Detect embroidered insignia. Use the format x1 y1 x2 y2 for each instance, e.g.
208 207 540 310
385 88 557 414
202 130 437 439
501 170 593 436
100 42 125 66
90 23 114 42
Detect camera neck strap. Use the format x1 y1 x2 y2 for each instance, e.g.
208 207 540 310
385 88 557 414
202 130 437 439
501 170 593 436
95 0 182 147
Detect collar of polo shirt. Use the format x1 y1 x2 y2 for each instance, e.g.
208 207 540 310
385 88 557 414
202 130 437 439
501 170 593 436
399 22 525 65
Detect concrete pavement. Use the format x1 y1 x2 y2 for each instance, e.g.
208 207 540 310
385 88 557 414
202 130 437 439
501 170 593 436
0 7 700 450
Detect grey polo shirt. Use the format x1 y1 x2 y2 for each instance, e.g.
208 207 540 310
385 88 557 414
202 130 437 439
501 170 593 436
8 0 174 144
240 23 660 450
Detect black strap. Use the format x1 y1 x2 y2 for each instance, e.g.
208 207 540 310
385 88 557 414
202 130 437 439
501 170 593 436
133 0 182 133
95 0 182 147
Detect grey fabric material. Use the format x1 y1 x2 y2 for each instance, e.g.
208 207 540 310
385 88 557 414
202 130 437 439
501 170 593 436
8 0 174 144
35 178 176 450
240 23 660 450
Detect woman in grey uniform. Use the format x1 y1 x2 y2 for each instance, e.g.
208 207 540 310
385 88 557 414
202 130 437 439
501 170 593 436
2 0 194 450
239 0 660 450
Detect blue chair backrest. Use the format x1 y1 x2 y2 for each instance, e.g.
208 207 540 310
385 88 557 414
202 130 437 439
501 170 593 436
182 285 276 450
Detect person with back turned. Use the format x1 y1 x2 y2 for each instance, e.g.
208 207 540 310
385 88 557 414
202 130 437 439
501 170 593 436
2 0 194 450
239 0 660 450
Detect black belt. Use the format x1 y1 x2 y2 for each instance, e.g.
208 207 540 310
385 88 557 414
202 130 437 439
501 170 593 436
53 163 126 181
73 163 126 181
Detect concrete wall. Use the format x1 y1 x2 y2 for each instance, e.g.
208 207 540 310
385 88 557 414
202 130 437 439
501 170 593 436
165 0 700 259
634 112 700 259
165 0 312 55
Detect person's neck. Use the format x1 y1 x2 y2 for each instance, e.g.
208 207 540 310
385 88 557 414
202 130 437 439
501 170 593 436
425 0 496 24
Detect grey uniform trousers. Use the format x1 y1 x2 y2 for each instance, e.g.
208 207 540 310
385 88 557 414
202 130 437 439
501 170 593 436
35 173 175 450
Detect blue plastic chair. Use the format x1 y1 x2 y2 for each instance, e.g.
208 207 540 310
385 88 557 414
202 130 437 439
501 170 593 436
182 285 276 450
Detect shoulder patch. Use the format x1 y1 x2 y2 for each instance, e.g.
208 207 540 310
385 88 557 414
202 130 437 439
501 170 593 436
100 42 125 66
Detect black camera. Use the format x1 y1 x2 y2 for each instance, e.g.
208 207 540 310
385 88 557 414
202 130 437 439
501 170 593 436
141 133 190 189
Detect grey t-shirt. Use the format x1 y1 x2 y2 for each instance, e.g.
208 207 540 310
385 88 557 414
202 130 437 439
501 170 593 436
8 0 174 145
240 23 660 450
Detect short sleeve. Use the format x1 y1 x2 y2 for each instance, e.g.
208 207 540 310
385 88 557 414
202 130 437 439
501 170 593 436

━━━━━━━━

**Set task:** Output all of the data above as a JSON list of strings, one string per line, and leave out any blank lines.

**Result below:**
[
  "Detect embroidered insignia. Use the format x1 y1 x2 y2 for each instance, e.g.",
  "208 207 540 310",
  "385 88 557 414",
  "202 130 437 439",
  "501 170 593 436",
  "100 42 125 66",
  "90 23 114 42",
  "Detect camera neck strap. Use the format x1 y1 x2 y2 for each instance, e.g.",
  "208 207 540 310",
  "385 88 557 414",
  "202 130 437 439",
  "501 170 593 436",
  "95 0 182 147",
  "Detect collar of polo shirt. Use the format x1 y1 x2 y2 for each instance, e.g.",
  "208 207 540 310",
  "385 88 557 414",
  "202 130 437 439",
  "501 170 593 436",
  "399 22 525 65",
  "Detect concrete pavement. Use the format x1 y1 x2 y2 for each instance, e.g.",
  "208 207 540 310",
  "385 88 557 414",
  "202 130 437 439",
  "501 170 593 436",
  "0 7 700 450",
  "Detect grey polo shirt. Use the format x1 y1 x2 y2 for each instance, e.g.",
  "208 207 540 310",
  "385 88 557 414",
  "202 130 437 439",
  "501 170 593 436",
  "8 0 174 144",
  "240 23 660 450",
  "Detect black strap. Use the format x1 y1 x2 y2 for each instance, e.g.",
  "208 207 540 310",
  "385 88 557 414",
  "202 130 437 439",
  "501 170 593 436",
  "133 0 182 133",
  "95 0 182 147",
  "Detect grey fabric material. Use the format x1 y1 x2 y2 for each instance, e.g.",
  "208 207 540 310",
  "385 88 557 414",
  "202 130 437 439",
  "501 170 593 436",
  "8 0 174 144",
  "35 178 176 450",
  "240 23 660 450",
  "Detect woman in grey uniform. Use the format x1 y1 x2 y2 for each instance, e.g.",
  "208 207 540 310",
  "385 88 557 414",
  "202 130 437 439",
  "501 170 593 436",
  "2 0 194 450",
  "239 0 660 450",
  "Detect blue chair backrest. Use the format x1 y1 x2 y2 for each instance, e.g.",
  "208 207 540 310",
  "385 88 557 414",
  "202 130 437 439",
  "501 170 593 436",
  "182 285 276 450",
  "Detect person with back turned. Use the format x1 y1 x2 y2 for each instance, e.g.",
  "208 207 540 310",
  "385 88 557 414",
  "202 130 437 439",
  "501 170 593 436",
  "2 0 194 450",
  "239 0 660 450",
  "Detect black belt. Use the format x1 y1 x2 y2 for each instance, e.g.",
  "208 207 540 310",
  "385 88 557 414",
  "202 130 437 439",
  "501 170 593 436",
  "53 163 126 181",
  "73 163 126 181",
  "Detect concrete wall. Use the format x1 y1 x2 y2 for each instance, e.g.",
  "208 207 540 310",
  "385 88 557 414",
  "202 130 437 439",
  "501 170 593 436",
  "165 0 700 259",
  "634 112 700 259",
  "165 0 312 55",
  "Detect person's neck. Use the format x1 y1 x2 y2 for each instance, e.g.",
  "208 207 540 310",
  "385 88 557 414",
  "202 130 437 439",
  "501 170 593 436",
  "425 0 496 24",
  "Detect grey uniform trousers. Use the format x1 y1 x2 y2 for each instance, e.g.",
  "208 207 540 310",
  "385 88 557 414",
  "202 130 437 439",
  "501 170 593 436",
  "35 173 175 450",
  "Detect blue plastic chair. Use the format x1 y1 x2 y2 for each instance, e.g.",
  "208 207 540 310",
  "385 88 557 414",
  "202 130 437 439",
  "501 170 593 436",
  "182 285 276 450",
  "Detect shoulder patch. Use the format x1 y1 x2 y2 for each instance, e.g.",
  "208 207 540 310",
  "385 88 557 414",
  "202 130 437 439",
  "501 170 593 436",
  "100 42 125 66",
  "Detect black camera. Use the format x1 y1 x2 y2 for each instance, e.g.",
  "208 207 540 310",
  "385 88 557 414",
  "202 130 437 439",
  "501 170 593 436",
  "141 133 190 189",
  "Detect grey t-shirt. Use the format x1 y1 x2 y2 for each instance, e.g.",
  "208 207 540 310",
  "385 88 557 414",
  "202 130 437 439",
  "501 170 593 436",
  "8 0 174 145",
  "240 23 660 450",
  "Detect short sleeve. Use the format x1 y1 x2 y2 for each instance, e.g.",
  "208 207 540 310",
  "385 88 557 414",
  "202 130 437 439",
  "501 170 593 436"
]